WHAT NEEDS TO BE DONE -> Filter the material below down to the lines with the word "jacket" and give those lines.

RECORDS FOR PROCESSING ->

○ ○ ○ ○

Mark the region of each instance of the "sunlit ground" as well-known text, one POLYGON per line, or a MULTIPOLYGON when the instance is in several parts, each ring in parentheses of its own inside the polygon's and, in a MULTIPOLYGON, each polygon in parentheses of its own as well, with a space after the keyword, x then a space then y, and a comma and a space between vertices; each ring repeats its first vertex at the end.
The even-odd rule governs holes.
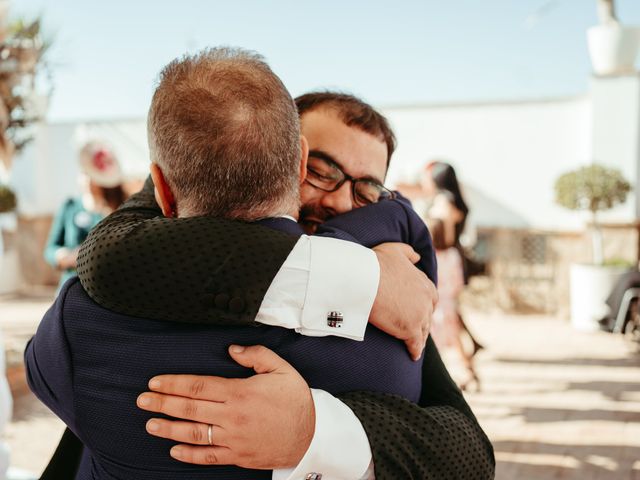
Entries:
POLYGON ((482 391, 468 398, 493 442, 496 478, 640 479, 636 344, 543 316, 468 317, 488 347, 482 391))
MULTIPOLYGON (((49 303, 0 299, 14 359, 49 303)), ((640 480, 635 344, 607 333, 579 333, 548 316, 466 313, 487 347, 478 355, 482 390, 468 398, 493 441, 496 478, 640 480)), ((445 359, 460 376, 453 352, 445 359)), ((12 383, 19 386, 19 378, 12 383)), ((37 474, 63 426, 24 391, 14 413, 7 432, 12 463, 37 474)))

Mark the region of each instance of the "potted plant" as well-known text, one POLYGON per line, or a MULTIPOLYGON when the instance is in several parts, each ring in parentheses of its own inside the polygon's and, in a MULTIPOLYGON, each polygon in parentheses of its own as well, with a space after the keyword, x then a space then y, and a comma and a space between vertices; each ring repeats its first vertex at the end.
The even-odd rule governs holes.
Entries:
POLYGON ((16 194, 6 185, 0 184, 0 213, 12 212, 16 208, 16 194))
MULTIPOLYGON (((51 40, 43 36, 39 18, 10 20, 10 4, 0 0, 0 213, 15 209, 15 195, 1 184, 11 177, 15 154, 33 139, 52 87, 46 59, 51 40)), ((2 218, 0 239, 12 239, 7 231, 15 230, 15 216, 2 218)), ((0 293, 14 291, 21 283, 18 248, 27 247, 0 240, 0 293)))
POLYGON ((570 210, 591 213, 592 263, 571 265, 571 322, 580 330, 596 330, 607 313, 605 300, 626 271, 619 265, 605 265, 602 229, 598 213, 627 199, 631 185, 614 168, 592 164, 561 175, 555 183, 555 199, 570 210))
POLYGON ((593 72, 599 76, 635 73, 640 29, 618 21, 614 0, 597 0, 600 24, 587 30, 593 72))
POLYGON ((5 251, 10 235, 4 230, 4 213, 16 208, 16 195, 9 187, 0 183, 0 294, 13 291, 20 279, 17 251, 5 251))

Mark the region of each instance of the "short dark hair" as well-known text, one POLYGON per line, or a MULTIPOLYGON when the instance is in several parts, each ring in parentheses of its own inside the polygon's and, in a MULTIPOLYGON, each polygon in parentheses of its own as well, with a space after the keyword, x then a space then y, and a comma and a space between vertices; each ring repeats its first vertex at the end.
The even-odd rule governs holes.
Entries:
POLYGON ((211 48, 169 63, 148 133, 152 161, 186 216, 254 220, 299 202, 296 107, 254 52, 211 48))
POLYGON ((387 144, 387 168, 396 149, 396 136, 389 121, 368 103, 348 93, 318 91, 305 93, 295 99, 298 115, 320 107, 334 108, 345 125, 357 127, 387 144))

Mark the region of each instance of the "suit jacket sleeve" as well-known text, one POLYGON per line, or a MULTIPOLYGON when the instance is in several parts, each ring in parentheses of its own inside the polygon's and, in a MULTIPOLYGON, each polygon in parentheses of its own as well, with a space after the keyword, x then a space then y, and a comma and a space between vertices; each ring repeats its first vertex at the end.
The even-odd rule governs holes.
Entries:
POLYGON ((318 227, 318 235, 340 238, 368 248, 386 242, 411 245, 420 254, 416 266, 438 283, 435 250, 427 226, 399 193, 396 199, 374 203, 334 217, 318 227))
POLYGON ((115 312, 249 325, 296 241, 239 221, 165 218, 148 178, 140 192, 92 230, 77 270, 89 296, 115 312))
POLYGON ((376 480, 489 480, 491 442, 429 338, 419 405, 402 397, 349 392, 337 397, 364 427, 376 480))
POLYGON ((24 352, 29 387, 72 430, 75 430, 73 368, 63 307, 68 287, 75 281, 65 283, 24 352))

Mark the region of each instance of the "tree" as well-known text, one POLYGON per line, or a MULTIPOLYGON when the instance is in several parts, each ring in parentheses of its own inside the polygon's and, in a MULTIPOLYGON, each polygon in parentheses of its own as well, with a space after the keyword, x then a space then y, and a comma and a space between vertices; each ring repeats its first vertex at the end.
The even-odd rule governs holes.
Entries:
POLYGON ((16 194, 13 193, 13 190, 0 184, 0 213, 13 211, 16 208, 16 204, 16 194))
POLYGON ((593 263, 602 265, 602 231, 597 214, 624 203, 631 185, 619 170, 592 164, 561 175, 554 189, 558 205, 569 210, 591 212, 593 263))
POLYGON ((36 77, 48 72, 45 53, 50 46, 39 18, 10 22, 7 14, 8 1, 0 0, 0 174, 9 171, 15 153, 33 139, 31 127, 43 114, 36 77))

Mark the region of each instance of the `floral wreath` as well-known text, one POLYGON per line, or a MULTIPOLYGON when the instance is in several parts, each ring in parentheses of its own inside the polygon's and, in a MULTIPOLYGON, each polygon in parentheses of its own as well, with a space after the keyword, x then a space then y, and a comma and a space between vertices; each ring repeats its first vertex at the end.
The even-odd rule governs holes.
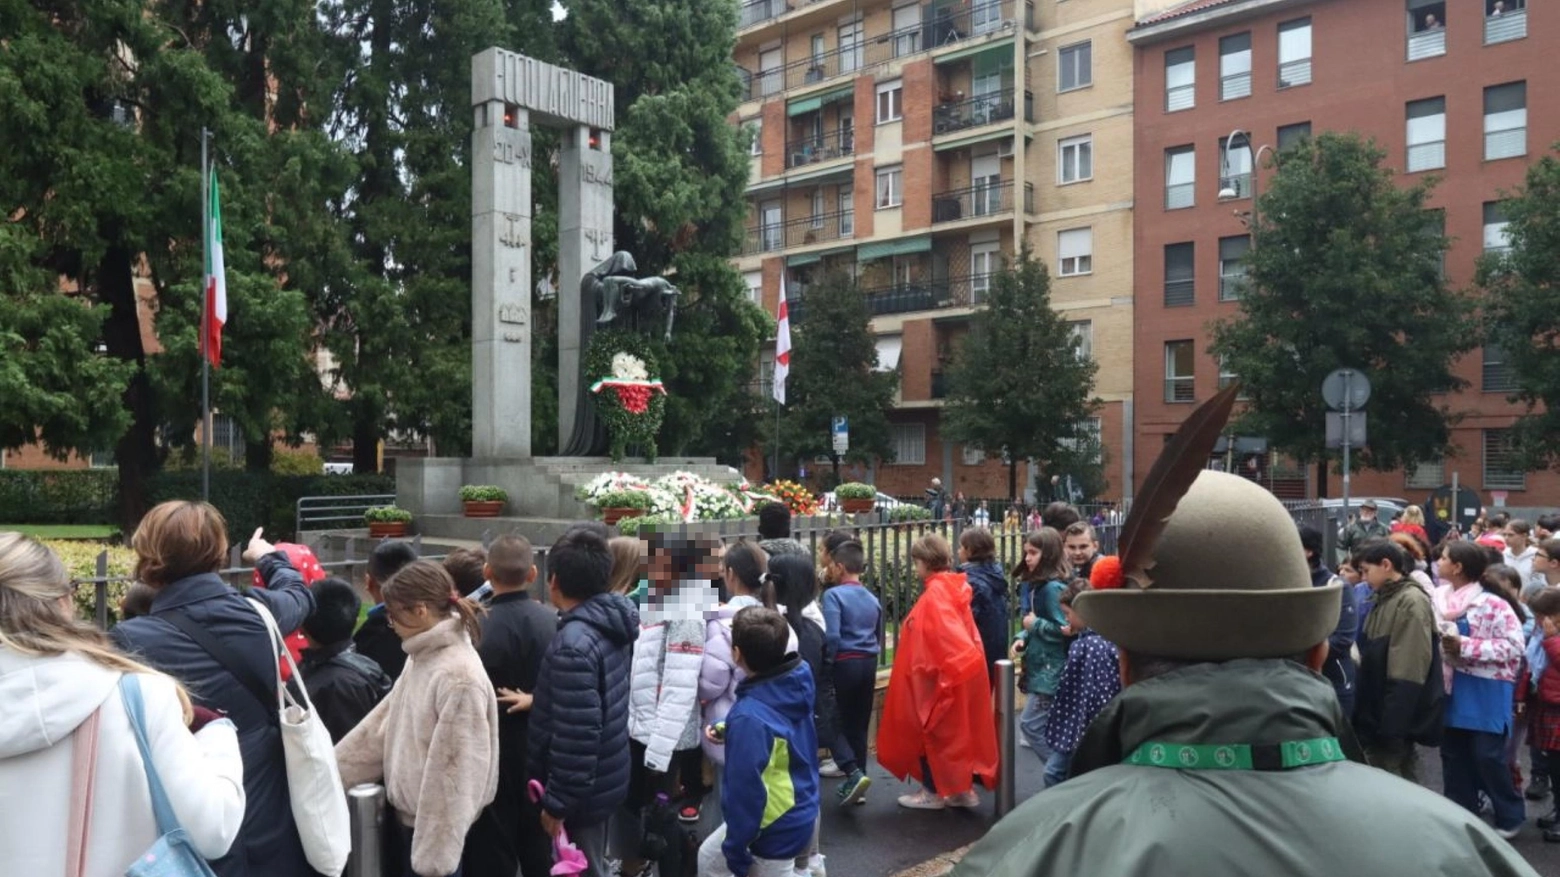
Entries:
POLYGON ((655 461, 656 436, 666 417, 666 387, 656 372, 648 339, 636 332, 597 332, 585 353, 585 374, 596 378, 590 392, 596 414, 607 428, 612 459, 621 461, 630 446, 655 461))

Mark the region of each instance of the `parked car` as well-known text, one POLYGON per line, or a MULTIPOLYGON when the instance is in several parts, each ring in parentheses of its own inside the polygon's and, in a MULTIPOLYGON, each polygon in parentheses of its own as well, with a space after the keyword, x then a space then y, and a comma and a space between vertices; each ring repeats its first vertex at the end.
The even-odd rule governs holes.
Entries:
MULTIPOLYGON (((877 502, 873 505, 872 509, 873 511, 886 512, 895 506, 902 506, 904 504, 904 502, 894 499, 892 496, 889 496, 880 490, 877 492, 877 502)), ((838 511, 839 507, 839 500, 834 498, 834 491, 832 490, 828 493, 825 493, 823 496, 818 497, 818 511, 820 512, 838 511)))
MULTIPOLYGON (((1349 516, 1358 517, 1360 503, 1365 500, 1374 500, 1376 503, 1376 518, 1383 524, 1390 524, 1397 520, 1397 516, 1403 514, 1403 510, 1413 503, 1397 496, 1351 496, 1349 497, 1349 516)), ((1348 523, 1343 515, 1343 500, 1338 497, 1330 497, 1321 500, 1322 507, 1327 509, 1327 519, 1337 527, 1348 523)))

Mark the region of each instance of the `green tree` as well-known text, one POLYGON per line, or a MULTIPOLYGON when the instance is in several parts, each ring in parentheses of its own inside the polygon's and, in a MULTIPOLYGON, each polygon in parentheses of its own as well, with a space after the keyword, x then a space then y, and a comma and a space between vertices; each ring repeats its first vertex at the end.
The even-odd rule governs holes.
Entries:
MULTIPOLYGON (((569 0, 563 57, 614 85, 612 135, 618 249, 643 274, 672 275, 677 334, 658 351, 670 398, 668 453, 734 461, 759 436, 752 392, 758 345, 772 325, 747 299, 730 258, 747 216, 747 134, 727 0, 569 0)), ((565 289, 577 279, 562 281, 565 289)))
POLYGON ((1523 187, 1503 202, 1509 249, 1486 253, 1478 283, 1485 290, 1487 343, 1505 354, 1526 405, 1517 450, 1533 469, 1560 464, 1560 153, 1534 162, 1523 187))
POLYGON ((1028 252, 991 278, 986 306, 948 368, 942 433, 1001 451, 1008 496, 1018 496, 1018 466, 1070 456, 1088 436, 1098 408, 1091 359, 1080 357, 1073 329, 1051 309, 1051 277, 1028 252))
MULTIPOLYGON (((801 319, 791 320, 781 454, 787 459, 834 456, 830 427, 834 417, 843 415, 850 420, 850 451, 835 459, 836 466, 841 459, 892 460, 888 410, 898 377, 877 370, 866 299, 849 276, 834 273, 809 286, 805 301, 801 319)), ((773 450, 770 444, 766 459, 773 450)))
POLYGON ((1476 343, 1471 299, 1442 276, 1448 241, 1430 219, 1433 180, 1401 186, 1385 153, 1324 133, 1276 159, 1257 205, 1237 316, 1213 327, 1214 356, 1240 376, 1238 428, 1319 462, 1326 493, 1326 404, 1334 369, 1371 381, 1368 447, 1355 465, 1392 470, 1452 452, 1456 416, 1433 398, 1466 386, 1453 362, 1476 343))

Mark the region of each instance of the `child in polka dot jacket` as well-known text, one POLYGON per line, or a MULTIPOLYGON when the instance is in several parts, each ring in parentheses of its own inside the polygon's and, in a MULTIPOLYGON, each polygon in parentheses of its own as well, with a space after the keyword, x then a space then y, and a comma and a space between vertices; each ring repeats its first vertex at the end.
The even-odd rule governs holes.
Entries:
POLYGON ((1061 681, 1056 685, 1056 699, 1051 702, 1051 713, 1046 717, 1045 742, 1051 747, 1051 757, 1045 762, 1045 787, 1048 789, 1067 779, 1073 751, 1078 748, 1084 729, 1105 704, 1121 692, 1116 647, 1084 627, 1083 620, 1073 612, 1073 598, 1088 587, 1089 583, 1084 579, 1075 579, 1061 597, 1062 614, 1067 618, 1067 627, 1062 633, 1073 637, 1073 641, 1067 650, 1061 681))

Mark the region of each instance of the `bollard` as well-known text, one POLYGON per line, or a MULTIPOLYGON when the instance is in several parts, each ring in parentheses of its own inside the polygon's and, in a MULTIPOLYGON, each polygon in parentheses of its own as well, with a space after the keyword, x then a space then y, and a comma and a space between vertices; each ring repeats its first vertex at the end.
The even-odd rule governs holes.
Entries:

○ ○ ○ ○

RESULT FOR THIS TASK ->
Mark the region of each instance of the "suit jacket sleeve" as well-known text, one POLYGON per line, or a MULTIPOLYGON when the instance is in several parts, each ring in parentheses of its own inside the polygon's and, in a MULTIPOLYGON, each polygon in parentheses of its own as well, with a space after the keyword, x then a space then y, and a comma and a space between vertices; each ring repeats its first vertex at the end.
Mark the region of each instance of the `child in polka dot jacket` as well-known text, one POLYGON per line, or a MULTIPOLYGON when the instance is in several parts, each ring in parentheses of its own inside the polygon's and, in a MULTIPOLYGON, each polygon in parentheses of its own as well, with a space after the keyword, x then a space then y, and a comma and a space between vertices; each ring repeats its first vertex at the end.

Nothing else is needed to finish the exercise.